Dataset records
• • • •
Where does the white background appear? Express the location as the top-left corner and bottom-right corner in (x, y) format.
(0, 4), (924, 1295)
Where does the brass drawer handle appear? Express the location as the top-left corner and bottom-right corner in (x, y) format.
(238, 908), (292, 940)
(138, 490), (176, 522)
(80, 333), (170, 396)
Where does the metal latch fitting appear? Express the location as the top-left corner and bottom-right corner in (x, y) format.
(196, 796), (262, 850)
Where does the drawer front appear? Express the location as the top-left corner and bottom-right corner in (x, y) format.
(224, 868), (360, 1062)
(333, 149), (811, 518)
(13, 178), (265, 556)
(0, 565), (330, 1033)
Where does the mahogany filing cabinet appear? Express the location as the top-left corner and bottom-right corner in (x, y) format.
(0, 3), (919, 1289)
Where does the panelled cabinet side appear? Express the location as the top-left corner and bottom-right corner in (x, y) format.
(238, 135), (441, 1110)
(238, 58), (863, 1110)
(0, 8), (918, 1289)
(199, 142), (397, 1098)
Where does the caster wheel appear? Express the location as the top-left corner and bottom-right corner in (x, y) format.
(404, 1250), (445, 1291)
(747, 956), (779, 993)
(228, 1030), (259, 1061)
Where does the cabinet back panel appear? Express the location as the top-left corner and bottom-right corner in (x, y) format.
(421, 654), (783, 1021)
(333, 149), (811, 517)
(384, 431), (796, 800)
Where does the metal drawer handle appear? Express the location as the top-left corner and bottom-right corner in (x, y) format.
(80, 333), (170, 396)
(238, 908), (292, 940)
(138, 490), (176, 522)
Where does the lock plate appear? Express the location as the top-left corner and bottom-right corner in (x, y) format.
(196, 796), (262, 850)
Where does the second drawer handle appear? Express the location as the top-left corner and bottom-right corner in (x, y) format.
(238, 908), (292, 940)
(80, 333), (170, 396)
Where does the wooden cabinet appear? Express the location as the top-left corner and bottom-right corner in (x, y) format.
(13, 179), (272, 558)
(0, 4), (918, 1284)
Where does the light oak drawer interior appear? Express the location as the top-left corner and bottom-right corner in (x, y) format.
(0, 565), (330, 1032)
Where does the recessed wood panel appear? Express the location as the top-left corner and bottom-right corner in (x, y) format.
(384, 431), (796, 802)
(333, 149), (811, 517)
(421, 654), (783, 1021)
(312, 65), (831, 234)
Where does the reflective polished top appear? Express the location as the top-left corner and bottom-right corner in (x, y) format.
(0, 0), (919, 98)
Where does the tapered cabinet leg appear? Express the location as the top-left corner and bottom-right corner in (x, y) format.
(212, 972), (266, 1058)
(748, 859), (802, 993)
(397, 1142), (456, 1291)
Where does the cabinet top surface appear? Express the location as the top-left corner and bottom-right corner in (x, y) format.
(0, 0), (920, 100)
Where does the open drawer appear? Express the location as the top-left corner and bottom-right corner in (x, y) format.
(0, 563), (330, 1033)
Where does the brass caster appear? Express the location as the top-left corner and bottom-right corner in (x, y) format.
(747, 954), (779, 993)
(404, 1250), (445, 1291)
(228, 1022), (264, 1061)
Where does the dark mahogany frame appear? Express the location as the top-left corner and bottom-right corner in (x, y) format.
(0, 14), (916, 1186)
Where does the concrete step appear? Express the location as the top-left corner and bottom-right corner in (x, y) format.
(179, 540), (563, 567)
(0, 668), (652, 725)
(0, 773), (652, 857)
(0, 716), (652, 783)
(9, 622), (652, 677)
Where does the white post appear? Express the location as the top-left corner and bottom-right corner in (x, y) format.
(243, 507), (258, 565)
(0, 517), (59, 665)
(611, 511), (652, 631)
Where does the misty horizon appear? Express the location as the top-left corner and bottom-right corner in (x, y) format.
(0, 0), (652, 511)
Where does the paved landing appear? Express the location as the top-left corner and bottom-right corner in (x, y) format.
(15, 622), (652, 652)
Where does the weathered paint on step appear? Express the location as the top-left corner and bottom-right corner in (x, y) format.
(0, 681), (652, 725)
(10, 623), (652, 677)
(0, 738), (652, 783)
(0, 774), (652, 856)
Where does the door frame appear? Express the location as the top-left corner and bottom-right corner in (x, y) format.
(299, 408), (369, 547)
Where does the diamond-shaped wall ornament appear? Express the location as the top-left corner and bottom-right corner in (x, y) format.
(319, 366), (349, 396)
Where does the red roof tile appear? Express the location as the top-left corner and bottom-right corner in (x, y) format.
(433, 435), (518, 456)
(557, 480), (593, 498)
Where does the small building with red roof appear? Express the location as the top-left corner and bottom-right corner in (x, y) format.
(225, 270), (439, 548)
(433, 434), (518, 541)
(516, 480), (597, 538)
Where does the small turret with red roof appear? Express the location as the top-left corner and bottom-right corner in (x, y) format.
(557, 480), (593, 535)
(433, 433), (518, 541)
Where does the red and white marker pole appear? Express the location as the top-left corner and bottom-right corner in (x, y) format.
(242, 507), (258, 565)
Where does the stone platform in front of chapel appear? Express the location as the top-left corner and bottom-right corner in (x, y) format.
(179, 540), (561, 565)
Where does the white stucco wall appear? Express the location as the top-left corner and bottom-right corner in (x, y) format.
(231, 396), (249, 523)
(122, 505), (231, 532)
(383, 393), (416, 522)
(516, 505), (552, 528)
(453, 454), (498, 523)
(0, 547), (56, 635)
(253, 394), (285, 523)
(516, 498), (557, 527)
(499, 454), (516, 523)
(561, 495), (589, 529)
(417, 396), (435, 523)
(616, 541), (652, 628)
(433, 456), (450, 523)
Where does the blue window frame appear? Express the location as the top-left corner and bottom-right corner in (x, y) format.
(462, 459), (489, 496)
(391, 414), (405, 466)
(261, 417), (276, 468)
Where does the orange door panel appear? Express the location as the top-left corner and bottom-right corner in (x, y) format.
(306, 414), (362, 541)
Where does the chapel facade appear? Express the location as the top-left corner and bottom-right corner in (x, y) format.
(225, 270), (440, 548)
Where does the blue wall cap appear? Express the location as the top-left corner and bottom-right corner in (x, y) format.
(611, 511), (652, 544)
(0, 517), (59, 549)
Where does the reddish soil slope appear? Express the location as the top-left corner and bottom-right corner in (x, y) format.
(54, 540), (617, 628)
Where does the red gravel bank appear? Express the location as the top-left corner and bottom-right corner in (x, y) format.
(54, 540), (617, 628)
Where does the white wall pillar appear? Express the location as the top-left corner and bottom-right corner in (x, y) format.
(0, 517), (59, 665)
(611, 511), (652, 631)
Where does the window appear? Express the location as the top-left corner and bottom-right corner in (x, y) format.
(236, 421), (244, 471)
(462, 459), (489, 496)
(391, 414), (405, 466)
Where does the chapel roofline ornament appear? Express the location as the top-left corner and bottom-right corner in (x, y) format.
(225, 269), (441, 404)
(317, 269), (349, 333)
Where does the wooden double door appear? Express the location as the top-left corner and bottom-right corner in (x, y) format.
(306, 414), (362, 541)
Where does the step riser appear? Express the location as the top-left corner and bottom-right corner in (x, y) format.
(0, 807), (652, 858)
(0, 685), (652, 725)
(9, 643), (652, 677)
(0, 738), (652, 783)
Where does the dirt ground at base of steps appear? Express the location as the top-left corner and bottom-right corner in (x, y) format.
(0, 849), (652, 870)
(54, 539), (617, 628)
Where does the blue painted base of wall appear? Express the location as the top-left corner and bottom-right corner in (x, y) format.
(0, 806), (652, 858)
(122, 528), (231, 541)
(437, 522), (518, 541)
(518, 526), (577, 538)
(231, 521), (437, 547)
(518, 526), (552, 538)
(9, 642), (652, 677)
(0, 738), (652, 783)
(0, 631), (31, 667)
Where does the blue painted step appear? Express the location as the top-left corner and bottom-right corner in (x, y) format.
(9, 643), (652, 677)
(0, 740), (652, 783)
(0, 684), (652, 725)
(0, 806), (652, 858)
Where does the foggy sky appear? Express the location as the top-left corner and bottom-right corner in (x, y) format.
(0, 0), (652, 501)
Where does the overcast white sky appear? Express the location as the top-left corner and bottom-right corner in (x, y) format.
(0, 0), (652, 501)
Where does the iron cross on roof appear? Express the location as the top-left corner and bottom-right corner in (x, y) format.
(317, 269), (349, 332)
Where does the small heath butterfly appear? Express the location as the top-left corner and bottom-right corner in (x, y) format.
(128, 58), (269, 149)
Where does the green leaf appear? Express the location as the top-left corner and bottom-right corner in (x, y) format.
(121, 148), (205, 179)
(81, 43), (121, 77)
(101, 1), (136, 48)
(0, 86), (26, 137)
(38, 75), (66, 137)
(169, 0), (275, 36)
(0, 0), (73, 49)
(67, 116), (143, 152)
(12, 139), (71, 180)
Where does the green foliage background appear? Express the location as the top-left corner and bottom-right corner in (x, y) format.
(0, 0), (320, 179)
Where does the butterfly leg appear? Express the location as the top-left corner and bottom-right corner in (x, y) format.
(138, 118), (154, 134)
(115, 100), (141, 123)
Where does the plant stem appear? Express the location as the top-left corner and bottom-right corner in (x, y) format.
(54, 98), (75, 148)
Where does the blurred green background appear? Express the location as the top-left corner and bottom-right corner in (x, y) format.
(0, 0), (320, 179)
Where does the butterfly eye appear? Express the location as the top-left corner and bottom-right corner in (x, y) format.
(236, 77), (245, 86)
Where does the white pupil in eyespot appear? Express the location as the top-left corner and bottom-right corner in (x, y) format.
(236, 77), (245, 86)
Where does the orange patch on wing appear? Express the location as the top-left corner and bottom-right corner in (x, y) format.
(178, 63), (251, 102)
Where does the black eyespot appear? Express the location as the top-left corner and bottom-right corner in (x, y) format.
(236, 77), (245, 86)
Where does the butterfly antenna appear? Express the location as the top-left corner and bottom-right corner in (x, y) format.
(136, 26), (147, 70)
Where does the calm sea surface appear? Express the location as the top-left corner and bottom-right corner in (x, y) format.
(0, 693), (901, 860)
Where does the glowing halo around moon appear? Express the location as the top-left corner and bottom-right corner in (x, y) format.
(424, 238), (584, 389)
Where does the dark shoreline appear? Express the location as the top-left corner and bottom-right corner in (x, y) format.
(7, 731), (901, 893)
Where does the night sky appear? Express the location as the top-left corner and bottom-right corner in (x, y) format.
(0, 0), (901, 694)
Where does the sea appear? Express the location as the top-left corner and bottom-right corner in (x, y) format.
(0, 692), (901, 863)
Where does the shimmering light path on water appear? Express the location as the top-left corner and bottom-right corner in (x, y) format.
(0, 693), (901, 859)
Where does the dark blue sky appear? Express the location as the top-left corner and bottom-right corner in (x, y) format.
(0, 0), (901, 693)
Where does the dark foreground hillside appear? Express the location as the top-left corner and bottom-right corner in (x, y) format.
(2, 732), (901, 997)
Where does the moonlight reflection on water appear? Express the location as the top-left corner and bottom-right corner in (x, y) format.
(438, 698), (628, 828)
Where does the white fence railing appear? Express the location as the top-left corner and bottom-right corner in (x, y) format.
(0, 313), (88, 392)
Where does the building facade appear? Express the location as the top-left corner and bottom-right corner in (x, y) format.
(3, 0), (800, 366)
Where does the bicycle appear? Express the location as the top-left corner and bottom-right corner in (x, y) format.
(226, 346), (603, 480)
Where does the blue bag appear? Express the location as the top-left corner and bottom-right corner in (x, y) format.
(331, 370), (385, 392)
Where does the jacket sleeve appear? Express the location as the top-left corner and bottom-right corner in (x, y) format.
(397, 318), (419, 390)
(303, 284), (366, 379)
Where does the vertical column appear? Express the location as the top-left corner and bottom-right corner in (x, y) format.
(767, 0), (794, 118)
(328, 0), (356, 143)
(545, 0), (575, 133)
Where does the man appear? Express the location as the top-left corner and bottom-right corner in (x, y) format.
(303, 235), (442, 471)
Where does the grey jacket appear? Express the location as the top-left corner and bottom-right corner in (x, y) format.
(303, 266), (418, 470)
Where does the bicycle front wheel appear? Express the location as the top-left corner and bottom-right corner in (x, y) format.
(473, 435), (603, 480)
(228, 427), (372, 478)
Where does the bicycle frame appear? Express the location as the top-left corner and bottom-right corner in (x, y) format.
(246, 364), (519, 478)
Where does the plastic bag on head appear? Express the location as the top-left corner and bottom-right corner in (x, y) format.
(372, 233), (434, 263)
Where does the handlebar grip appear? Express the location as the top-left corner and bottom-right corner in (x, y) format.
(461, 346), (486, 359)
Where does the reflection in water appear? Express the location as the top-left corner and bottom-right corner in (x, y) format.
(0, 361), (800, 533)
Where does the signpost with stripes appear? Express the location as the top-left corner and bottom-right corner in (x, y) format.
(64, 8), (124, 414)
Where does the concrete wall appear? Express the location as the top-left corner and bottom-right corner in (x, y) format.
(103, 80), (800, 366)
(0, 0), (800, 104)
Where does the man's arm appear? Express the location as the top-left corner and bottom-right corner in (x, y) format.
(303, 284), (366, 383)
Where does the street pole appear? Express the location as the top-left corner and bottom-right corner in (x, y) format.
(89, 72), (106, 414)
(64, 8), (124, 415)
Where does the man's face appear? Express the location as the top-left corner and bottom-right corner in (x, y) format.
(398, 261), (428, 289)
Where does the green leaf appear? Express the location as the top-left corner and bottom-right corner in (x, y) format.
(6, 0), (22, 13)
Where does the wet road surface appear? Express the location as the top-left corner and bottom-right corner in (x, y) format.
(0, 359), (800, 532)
• • • •
Required work:
Copy out the data above word for word, starting at the line that contains "Where does the recessed" and ending after the line that contains "(0, 0), (919, 98)".

Exercise result:
Where does the recessed wood panel appear? Express the location as the top-left corner and bottom-right corner in (x, y) format.
(384, 431), (796, 802)
(333, 149), (811, 517)
(421, 654), (783, 1021)
(312, 65), (831, 234)
Where does the reflective polished top appear? Express the location as the top-left corner and bottom-right corner in (x, y) format.
(0, 0), (919, 98)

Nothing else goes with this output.